TASK DETAILS ->
Exact copies of the lines below are the goal; any images in them are dropped.
· · ·
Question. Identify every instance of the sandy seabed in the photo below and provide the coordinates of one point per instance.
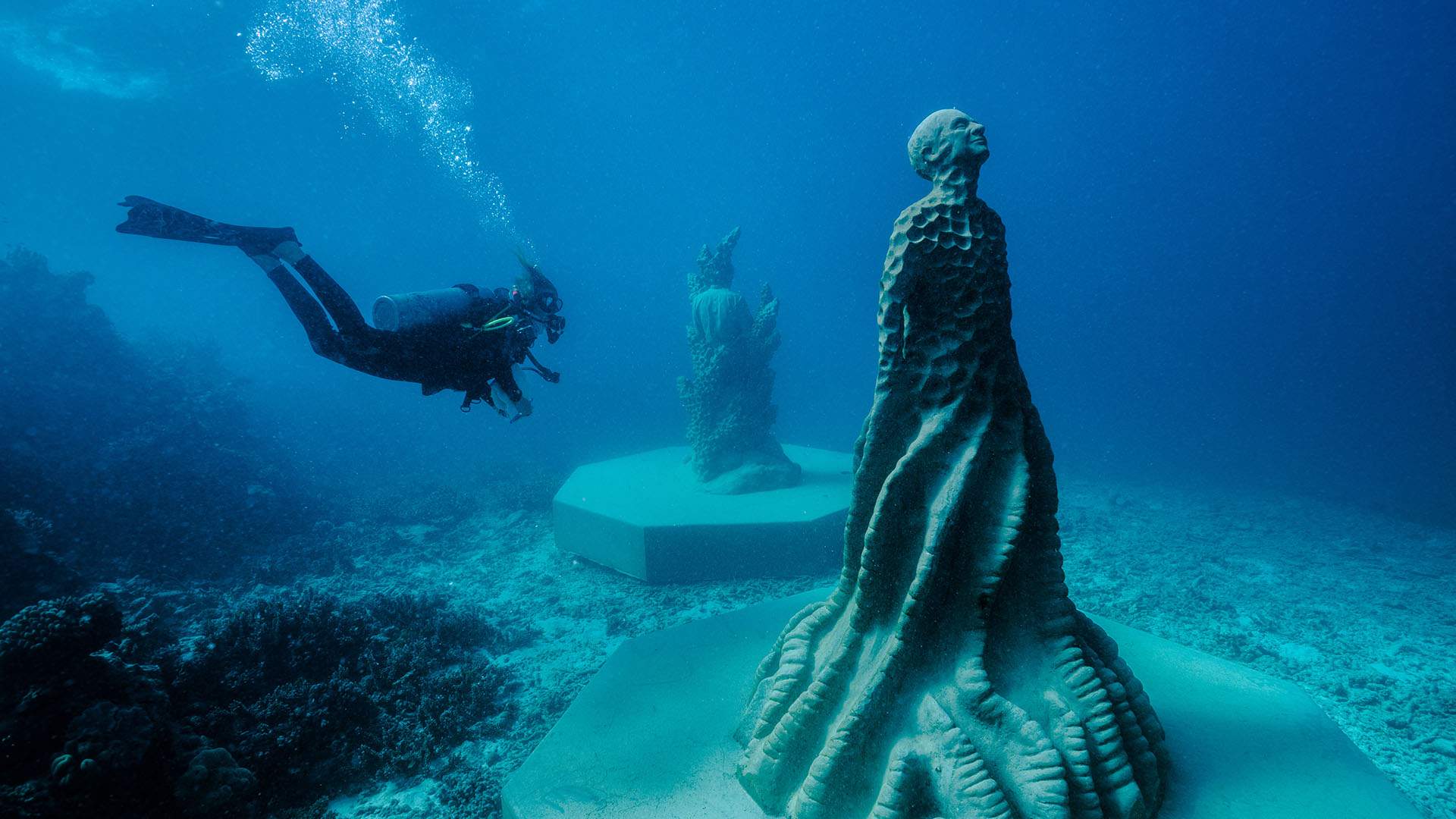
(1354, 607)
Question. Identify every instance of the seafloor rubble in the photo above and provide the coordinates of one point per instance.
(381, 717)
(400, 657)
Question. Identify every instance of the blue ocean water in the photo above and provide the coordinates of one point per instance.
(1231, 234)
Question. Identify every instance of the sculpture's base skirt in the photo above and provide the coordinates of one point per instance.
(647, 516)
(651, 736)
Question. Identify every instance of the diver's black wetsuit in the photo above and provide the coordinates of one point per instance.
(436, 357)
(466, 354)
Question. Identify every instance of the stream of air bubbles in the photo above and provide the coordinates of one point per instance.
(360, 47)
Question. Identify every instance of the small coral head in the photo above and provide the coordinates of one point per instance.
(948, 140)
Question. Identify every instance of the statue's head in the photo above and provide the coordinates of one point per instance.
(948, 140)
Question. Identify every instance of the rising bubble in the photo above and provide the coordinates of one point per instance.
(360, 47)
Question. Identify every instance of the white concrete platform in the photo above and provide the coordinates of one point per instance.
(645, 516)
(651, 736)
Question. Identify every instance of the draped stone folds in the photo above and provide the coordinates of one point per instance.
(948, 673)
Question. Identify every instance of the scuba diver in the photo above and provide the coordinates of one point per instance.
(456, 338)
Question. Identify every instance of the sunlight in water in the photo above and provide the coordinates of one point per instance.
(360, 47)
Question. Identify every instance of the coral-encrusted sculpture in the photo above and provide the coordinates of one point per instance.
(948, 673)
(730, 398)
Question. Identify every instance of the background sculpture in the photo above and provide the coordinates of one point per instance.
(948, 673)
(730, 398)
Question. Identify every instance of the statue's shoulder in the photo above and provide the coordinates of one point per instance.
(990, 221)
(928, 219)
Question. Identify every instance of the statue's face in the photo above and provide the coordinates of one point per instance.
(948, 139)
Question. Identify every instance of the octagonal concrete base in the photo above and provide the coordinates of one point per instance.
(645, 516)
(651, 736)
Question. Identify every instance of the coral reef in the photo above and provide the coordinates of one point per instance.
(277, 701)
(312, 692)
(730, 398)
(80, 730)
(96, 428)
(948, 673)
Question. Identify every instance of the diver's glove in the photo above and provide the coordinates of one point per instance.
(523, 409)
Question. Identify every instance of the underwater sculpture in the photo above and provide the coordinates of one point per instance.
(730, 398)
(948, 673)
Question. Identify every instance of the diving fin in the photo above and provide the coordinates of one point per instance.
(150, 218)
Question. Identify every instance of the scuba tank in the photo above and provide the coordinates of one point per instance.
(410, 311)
· · ·
COMPLETED TASK ->
Question. Identify every instance of the sandy seabed in the photo below and provide the coordinates of one point per instance.
(1354, 607)
Question. Identify every instance of the seafloor rubble in the photo above and provide the coordinates of one point per instance.
(381, 717)
(400, 657)
Question. Identify every instance of the blue ocean water in the photo above and provide the coordinates of one point per instance.
(1231, 234)
Question. Identify every instance of the sculpture's base skirt in the photo above and provide the coordinates of one point per instance.
(647, 516)
(651, 736)
Question. Identify every instance of the diver's black wetsuit in the photo above and provide the coordinates of one point per instance.
(436, 357)
(466, 354)
Question. Identify every instance of the stream of air bubbles in the photo above and provide the coordinates of one point per instance.
(360, 47)
Question. Identify every instance of the small coral head in the photo above and provide the coordinates of one point per instance.
(948, 140)
Question. Identify every instance of the statue's head in the photo above and provide the coordinates of one point per instance.
(948, 140)
Question. Identify every instance of the rising bubble in the photo above and provide the coordinates of one point per instance.
(360, 47)
Question. Identify every instance of the white concrete platform in the photo above and provide the coordinates of one point per instance.
(645, 516)
(651, 736)
Question. Identify every instance of the draped stone folds in the photo above and provide the coordinates of one point per instance.
(948, 673)
Question. Identify every instance of the scuba diver in the photo above and provide the coordinates of one point per instance.
(456, 338)
Question. Identify every instance of the sunlight in water in the photo above and provide the coordinates of one point per instance.
(360, 47)
Question. Identify every instance of the coral-encrusted sculpture in the photo above and provide the coordinates of one point per instance.
(948, 673)
(730, 398)
Question. Identify every instance of the background sculpture in the photo above and provide the coordinates of one point per instance.
(948, 673)
(730, 398)
Question. Identify every instance of the statue's shoulder in the photo above and provide the coordinates of one point per instance.
(990, 221)
(928, 219)
Question. Identify every instance of the statue's face in the photo above and provide the coordinates of one point per instance.
(948, 139)
Question. Identify every instance of the octagonal concrete base in the photo above and provide the coordinates of one point per instance.
(645, 516)
(651, 736)
Question. Identify every instance of the coral reef in the photo above and provide the coordinates of one point per instance.
(277, 701)
(312, 692)
(730, 398)
(80, 730)
(96, 428)
(948, 673)
Question. Identify every instance of the diver's glove in the photo above and provide the coordinates of one point per instance.
(523, 409)
Question. Identify every instance of the underwater sculpture in the photo above and provide the coordinates of one point per instance.
(730, 398)
(948, 673)
Question. Identify every instance of the diving fin in the photo above and provide the coordinates of one point per instance.
(150, 218)
Question. Identify every instance of the scuba tank in the photo above and provide the coordinates of one point per instance.
(410, 311)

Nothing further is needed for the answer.